━━━ DATASET
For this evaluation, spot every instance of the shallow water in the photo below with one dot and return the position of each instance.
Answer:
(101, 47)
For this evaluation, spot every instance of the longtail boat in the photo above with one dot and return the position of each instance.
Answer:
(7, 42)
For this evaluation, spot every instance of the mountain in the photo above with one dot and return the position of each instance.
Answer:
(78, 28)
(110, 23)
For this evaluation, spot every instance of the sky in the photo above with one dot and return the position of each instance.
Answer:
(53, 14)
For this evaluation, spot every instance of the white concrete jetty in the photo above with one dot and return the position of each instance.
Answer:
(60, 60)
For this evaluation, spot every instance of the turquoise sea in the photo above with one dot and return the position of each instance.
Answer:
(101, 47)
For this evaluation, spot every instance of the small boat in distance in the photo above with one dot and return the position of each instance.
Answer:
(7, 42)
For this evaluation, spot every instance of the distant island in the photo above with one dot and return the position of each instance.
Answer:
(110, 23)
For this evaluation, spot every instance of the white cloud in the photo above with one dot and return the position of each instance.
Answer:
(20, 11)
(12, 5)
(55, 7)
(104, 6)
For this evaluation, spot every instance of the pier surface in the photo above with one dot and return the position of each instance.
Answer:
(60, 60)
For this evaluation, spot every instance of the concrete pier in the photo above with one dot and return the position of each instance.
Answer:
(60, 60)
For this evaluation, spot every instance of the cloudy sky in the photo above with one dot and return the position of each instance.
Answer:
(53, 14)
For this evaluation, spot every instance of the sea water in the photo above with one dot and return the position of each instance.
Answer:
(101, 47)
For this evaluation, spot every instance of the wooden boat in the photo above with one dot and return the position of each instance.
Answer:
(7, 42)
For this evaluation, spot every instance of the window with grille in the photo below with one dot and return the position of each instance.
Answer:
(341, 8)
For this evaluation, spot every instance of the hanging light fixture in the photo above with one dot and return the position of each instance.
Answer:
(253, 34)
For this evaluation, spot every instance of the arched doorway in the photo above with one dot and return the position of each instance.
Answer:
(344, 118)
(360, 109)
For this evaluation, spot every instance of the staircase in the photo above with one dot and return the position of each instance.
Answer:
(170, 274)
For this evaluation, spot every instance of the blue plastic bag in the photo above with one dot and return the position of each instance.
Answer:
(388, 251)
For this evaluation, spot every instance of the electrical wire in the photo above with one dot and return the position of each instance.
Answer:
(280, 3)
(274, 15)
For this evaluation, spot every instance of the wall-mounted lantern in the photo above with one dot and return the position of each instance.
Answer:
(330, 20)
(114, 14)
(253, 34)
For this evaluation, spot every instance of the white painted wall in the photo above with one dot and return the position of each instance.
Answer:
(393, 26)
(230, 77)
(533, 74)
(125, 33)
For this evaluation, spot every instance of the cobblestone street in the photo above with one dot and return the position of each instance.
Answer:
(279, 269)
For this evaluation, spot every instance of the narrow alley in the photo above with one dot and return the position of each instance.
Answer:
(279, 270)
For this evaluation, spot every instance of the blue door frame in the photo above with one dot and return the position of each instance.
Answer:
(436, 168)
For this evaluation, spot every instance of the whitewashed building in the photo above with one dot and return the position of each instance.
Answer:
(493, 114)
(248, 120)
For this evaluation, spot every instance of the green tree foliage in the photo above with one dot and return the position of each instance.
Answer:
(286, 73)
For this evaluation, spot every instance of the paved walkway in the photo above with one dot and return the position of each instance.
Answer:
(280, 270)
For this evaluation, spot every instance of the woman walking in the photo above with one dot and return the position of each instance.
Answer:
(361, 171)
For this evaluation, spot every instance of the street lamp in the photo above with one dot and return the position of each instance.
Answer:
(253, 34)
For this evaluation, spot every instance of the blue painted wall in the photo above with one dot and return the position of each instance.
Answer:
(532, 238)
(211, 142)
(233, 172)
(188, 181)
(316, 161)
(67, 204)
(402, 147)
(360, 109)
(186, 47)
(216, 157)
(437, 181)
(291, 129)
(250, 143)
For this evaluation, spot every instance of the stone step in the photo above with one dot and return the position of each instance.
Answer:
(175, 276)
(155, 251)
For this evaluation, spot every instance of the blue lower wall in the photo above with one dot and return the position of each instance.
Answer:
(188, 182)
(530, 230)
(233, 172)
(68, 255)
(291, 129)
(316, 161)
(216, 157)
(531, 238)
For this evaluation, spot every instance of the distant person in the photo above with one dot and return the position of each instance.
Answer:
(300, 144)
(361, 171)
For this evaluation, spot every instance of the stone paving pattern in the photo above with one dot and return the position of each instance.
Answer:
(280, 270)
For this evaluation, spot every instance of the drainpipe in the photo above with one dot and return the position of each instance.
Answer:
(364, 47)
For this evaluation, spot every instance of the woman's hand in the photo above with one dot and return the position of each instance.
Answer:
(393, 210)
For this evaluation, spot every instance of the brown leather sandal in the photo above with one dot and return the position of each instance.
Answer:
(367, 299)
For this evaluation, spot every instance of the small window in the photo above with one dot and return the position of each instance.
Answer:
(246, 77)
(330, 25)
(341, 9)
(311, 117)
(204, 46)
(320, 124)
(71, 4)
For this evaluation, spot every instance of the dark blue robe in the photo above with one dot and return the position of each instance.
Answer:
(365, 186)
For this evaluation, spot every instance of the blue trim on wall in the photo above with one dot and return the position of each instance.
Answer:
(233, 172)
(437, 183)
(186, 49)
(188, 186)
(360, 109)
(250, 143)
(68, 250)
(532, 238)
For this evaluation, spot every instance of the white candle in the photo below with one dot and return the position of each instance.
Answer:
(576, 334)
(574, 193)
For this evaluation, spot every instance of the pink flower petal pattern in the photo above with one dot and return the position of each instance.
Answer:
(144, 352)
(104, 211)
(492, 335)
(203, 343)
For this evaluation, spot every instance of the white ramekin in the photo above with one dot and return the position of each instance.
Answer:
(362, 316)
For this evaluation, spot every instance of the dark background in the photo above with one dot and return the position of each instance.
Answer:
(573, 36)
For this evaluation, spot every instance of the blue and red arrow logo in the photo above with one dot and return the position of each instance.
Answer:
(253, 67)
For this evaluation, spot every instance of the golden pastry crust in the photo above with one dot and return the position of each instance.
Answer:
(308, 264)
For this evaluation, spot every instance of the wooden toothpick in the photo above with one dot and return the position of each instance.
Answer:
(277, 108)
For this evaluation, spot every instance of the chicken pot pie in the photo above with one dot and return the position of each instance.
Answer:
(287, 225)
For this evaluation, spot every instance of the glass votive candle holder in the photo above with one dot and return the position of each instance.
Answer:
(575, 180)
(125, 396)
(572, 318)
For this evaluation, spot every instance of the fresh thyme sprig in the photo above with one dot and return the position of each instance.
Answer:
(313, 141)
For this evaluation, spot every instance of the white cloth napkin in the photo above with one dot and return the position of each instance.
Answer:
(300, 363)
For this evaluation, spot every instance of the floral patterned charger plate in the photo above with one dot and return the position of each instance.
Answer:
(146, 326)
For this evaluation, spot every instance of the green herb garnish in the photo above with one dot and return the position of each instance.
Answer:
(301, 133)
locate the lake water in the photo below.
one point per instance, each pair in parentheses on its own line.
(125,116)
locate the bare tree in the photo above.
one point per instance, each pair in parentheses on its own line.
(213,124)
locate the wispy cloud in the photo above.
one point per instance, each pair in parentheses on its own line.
━━━━━━
_WORK TO COMPLETE_: Repeat every record exactly as written, please.

_OUTPUT OF THE EXERCISE_:
For this evaluation, spot every instance of the shallow water in the photo below with one dot and return the position of each instance.
Answer:
(101, 47)
For this evaluation, spot every instance of the longtail boat in the photo above with one dot and return the position of each instance.
Answer:
(7, 42)
For this evaluation, spot every instance of the mountain in the photo above with one dot and return the position of each instance.
Answer:
(78, 28)
(110, 23)
For this evaluation, spot every instance of the sky in the photo above with one dot and return the position of each instance.
Answer:
(53, 14)
For this evaluation, spot every instance of the white concrete jetty in the photo above with one dot and return the position of each instance.
Answer:
(60, 60)
For this evaluation, spot every instance of the turquoise sea in the photo above with one dot and return the position of each instance.
Answer:
(101, 47)
For this evaluation, spot every instance of the small boat in distance in the photo above with one dot and return the position of each instance.
Answer:
(7, 42)
For this evaluation, spot every instance of the distant island in the photo above with one dot and return the position of each instance.
Answer:
(110, 23)
For this evaluation, spot every instance of the white cloud in the photo above with one dot and return the position of each instance.
Answer:
(20, 11)
(12, 5)
(55, 7)
(104, 6)
For this evaluation, spot every instance of the pier surface in the photo above with one dot and return the position of each instance.
Answer:
(60, 60)
For this evaluation, spot every instance of the concrete pier in the photo above with one dot and return the position of each instance.
Answer:
(60, 60)
For this evaluation, spot every instance of the cloudy sky in the photo above with one dot and return the position of each instance.
Answer:
(53, 14)
For this evaluation, spot every instance of the sea water in the photo above with one dot and return the position of each instance.
Answer:
(101, 47)
For this evaluation, spot every instance of the wooden boat in the photo above with one dot and return the position of each instance.
Answer:
(7, 42)
For this evaluation, spot every instance of the window with grille in the photo below with one dot and return the position of each instance.
Answer:
(341, 8)
For this evaluation, spot every instance of the hanging light fixture in the photo above with one dot and return the position of each instance.
Answer:
(253, 34)
For this evaluation, spot every instance of the arched doorway in the photo above with one dot and return the position of each instance.
Answer:
(344, 118)
(360, 109)
For this evaluation, spot every instance of the staircase in the photo above with one dot and return the position of each instance.
Answer:
(170, 274)
For this evaluation, spot every instance of the blue plastic bag in the photo above with one dot and return the position of each instance.
Answer:
(388, 251)
For this evaluation, spot every instance of the electrical wire in the photo above with one dot and return the position of each instance.
Answer:
(280, 3)
(274, 15)
For this evaluation, spot every instance of the wall-mounted lantern in the photo above with one dot and return the position of each instance.
Answer:
(330, 20)
(114, 14)
(253, 34)
For this evaluation, spot every instance of the white painted wall in the photo above with one dot and return the position of each instance.
Answer:
(393, 26)
(230, 77)
(533, 74)
(125, 33)
For this evaluation, spot every instance of the cobblestone street in the photo above with one dot and return the position of each instance.
Answer:
(279, 269)
For this evaluation, spot every instance of the narrow alley in the photo above with one dot and return the position of each instance.
Answer:
(279, 270)
For this evaluation, spot every instance of the blue door frame in the photo above with one dot and return the position of each instance.
Answer:
(436, 168)
For this evaluation, spot every instance of the whitewashed building in the photo above with one dot and return the position of each instance.
Answer:
(493, 114)
(248, 120)
For this evaluation, spot every instance of the green tree foliage in the photo above with one dot and return the position of each instance.
Answer:
(286, 73)
For this evaluation, spot every instance of the paved walkway in the photo above with one dot and return the position of each instance.
Answer:
(280, 270)
For this evaluation, spot every instance of the woman walking in the photo above with one dot and return the position of each instance.
Answer:
(361, 171)
For this evaluation, spot every instance of the street lamp in the photo above with one dot and return the position of each instance.
Answer:
(253, 34)
For this evaluation, spot every instance of the blue painted wall in the photo above with one dot and return the position of each instance.
Answer:
(532, 238)
(211, 142)
(233, 172)
(188, 181)
(316, 161)
(67, 204)
(402, 147)
(360, 109)
(186, 47)
(216, 157)
(437, 181)
(291, 129)
(250, 143)
For this evaluation, spot every instance of the stone step in the photo above with one dot and return the position of each instance.
Answer:
(175, 276)
(155, 251)
For this evaluation, spot every instance of the blue lower wall in the photo above with one dot and return the position of each instance.
Answer:
(188, 182)
(530, 230)
(233, 172)
(68, 255)
(291, 129)
(316, 161)
(216, 157)
(531, 238)
For this evaluation, spot every instance of the distant person in the photo above with one dot and return the position of each instance.
Answer:
(300, 144)
(361, 171)
For this evaluation, spot every instance of the stone paving pattern in the photo above with one dot and return the position of each instance.
Answer:
(280, 270)
For this evaluation, spot every instance of the drainpipe in the photo above with one dot and return the position of each instance.
Answer:
(364, 47)
For this evaluation, spot every instance of the woman's hand in the photo above with one dot and return the position of each instance.
Answer:
(393, 210)
For this evaluation, spot every instance of the brown leather sandal in the photo above with one dot and return the position of each instance.
Answer:
(367, 299)
For this evaluation, spot every instance of the small window in the photo above with one dot and return the position of each instance.
Answer:
(246, 77)
(330, 25)
(341, 9)
(311, 117)
(204, 46)
(320, 124)
(71, 4)
For this evaluation, spot every instance of the dark blue robe in the photo above with one dot and return the position of each instance.
Answer:
(365, 186)
For this evaluation, spot every instance of the blue trim on wall in the photo above with one dot and return the position of each instance.
Answer:
(233, 172)
(437, 183)
(186, 49)
(188, 186)
(360, 109)
(250, 143)
(68, 250)
(532, 238)
For this evaluation, spot every instance of the white candle in the photo below with one dot and return the position of each instance.
Answer:
(576, 334)
(574, 193)
For this evaluation, spot every instance of the pink flower petal pattern in the photo above with one dot and return the position of each instance.
Answer:
(144, 352)
(104, 211)
(492, 335)
(203, 343)
For this evaluation, spot every instance of the white ramekin in the photo above with one dot and return the position of each instance.
Answer:
(362, 316)
For this evaluation, spot every instance of the dark background in the photo above with one dot and return the position of each instance.
Answer:
(573, 36)
For this evaluation, spot every instance of the blue and red arrow logo in the photo above with one dot and return the position of each instance.
Answer:
(253, 67)
For this evaluation, spot every instance of the golden pastry crust in the photo above with one dot and return the position of each instance.
Answer:
(308, 264)
For this evaluation, spot every instance of the wooden toothpick in the photo above with one dot and return the position of each instance.
Answer:
(277, 108)
For this evaluation, spot every instance of the chicken pot pie in the photo above with one dot and return the position of each instance.
Answer:
(287, 225)
For this evaluation, spot every instance of the glass votive candle holder in the photo above with one dot and return the position of each instance.
Answer:
(575, 180)
(125, 396)
(572, 318)
For this evaluation, spot every instance of the fresh thyme sprig in the photo above with one dot and return the position of each instance.
Answer:
(313, 141)
For this evaluation, spot every instance of the white cloth napkin in the photo above with one dot and return the position of each instance.
Answer:
(300, 363)
For this evaluation, spot every instance of the floral patterned charger plate in the photo above with one dot and return the position of each instance.
Answer:
(146, 326)
For this evaluation, spot every instance of the green herb garnish in the photo above with one dot and return the position of each instance.
Answer:
(301, 133)
locate the lake water in the photo below.
one point per instance, each pair in parentheses on its own line.
(125,116)
locate the bare tree in the photo above.
one point per instance, each pair in parentheses on its own line.
(213,124)
locate the wispy cloud in the photo above.
one point per instance, each pair in parentheses on its own line.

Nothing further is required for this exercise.